▶ _BRIEF_: Find the line with "Annotate every instance of the shrub" in the listing below. Write it out exactly, along with every later line up to the final one.

▶ _WORKING DATA_:
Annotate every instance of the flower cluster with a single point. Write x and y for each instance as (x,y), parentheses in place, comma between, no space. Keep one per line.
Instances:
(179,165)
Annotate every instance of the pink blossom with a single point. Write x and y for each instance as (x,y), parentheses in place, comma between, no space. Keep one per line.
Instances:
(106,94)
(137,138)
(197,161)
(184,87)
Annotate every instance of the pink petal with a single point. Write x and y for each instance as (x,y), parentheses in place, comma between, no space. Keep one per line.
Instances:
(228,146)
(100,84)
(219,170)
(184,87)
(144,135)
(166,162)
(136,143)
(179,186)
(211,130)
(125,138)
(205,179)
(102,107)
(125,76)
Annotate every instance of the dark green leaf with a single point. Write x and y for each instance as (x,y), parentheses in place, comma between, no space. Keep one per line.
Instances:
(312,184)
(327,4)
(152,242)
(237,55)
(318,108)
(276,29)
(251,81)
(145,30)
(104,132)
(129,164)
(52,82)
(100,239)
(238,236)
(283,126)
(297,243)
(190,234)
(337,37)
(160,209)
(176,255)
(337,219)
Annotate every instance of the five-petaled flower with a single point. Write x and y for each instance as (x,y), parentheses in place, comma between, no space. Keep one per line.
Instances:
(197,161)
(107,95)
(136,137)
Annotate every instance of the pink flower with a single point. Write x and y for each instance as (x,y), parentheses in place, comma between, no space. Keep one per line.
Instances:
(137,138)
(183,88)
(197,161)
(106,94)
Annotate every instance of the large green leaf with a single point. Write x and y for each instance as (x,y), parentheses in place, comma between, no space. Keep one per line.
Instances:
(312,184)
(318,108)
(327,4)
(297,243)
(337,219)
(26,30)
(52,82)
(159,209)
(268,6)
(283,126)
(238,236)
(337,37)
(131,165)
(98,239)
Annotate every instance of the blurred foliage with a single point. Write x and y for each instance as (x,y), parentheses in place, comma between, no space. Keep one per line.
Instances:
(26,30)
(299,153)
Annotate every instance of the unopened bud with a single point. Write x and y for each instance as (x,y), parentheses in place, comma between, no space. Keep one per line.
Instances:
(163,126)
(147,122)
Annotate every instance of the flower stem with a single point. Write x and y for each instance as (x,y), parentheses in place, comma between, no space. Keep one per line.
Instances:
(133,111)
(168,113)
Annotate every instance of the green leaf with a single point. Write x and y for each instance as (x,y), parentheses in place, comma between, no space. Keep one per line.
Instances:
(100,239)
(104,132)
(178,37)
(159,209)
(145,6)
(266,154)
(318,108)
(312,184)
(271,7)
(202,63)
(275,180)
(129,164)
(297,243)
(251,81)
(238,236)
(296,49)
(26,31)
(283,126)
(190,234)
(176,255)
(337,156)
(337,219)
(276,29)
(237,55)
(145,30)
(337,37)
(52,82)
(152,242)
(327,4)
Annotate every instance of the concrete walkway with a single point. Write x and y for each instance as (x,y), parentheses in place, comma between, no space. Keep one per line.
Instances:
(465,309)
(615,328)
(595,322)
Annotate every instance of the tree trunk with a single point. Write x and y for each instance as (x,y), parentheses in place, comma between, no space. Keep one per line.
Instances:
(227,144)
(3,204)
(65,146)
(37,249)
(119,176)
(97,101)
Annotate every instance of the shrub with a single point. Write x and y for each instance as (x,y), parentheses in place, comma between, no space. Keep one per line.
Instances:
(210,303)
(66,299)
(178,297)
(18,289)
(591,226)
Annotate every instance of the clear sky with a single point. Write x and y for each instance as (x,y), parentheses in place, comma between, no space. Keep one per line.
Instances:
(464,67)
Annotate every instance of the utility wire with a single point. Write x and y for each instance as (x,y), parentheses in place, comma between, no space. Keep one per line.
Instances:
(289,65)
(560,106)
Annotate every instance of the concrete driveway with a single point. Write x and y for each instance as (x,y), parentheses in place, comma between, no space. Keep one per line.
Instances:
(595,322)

▶ _TASK RESPONSE_:
Annotate every instance of the shrub with a single point. Write x and y for each instance as (x,y), parentheses in place, comma between, no space. Keep one per line.
Instances:
(210,303)
(66,299)
(178,297)
(18,289)
(591,226)
Annotate every instance of the clear sky with a single point. Write x and y for each instance as (x,y), parentheses in place, comma between, no space. Keep one per line.
Instances:
(464,67)
Annotate every instance of the utility wire with a single point. Write x and y for each instance as (x,y), parentheses in place, comma between, no space. Keep one per line.
Instances:
(289,65)
(560,106)
Annotate every instance of the concrete driveway with a single point. Write x and y for each instance as (x,y), parentheses in place, comma between, no space. Keep one per line.
Instances:
(595,322)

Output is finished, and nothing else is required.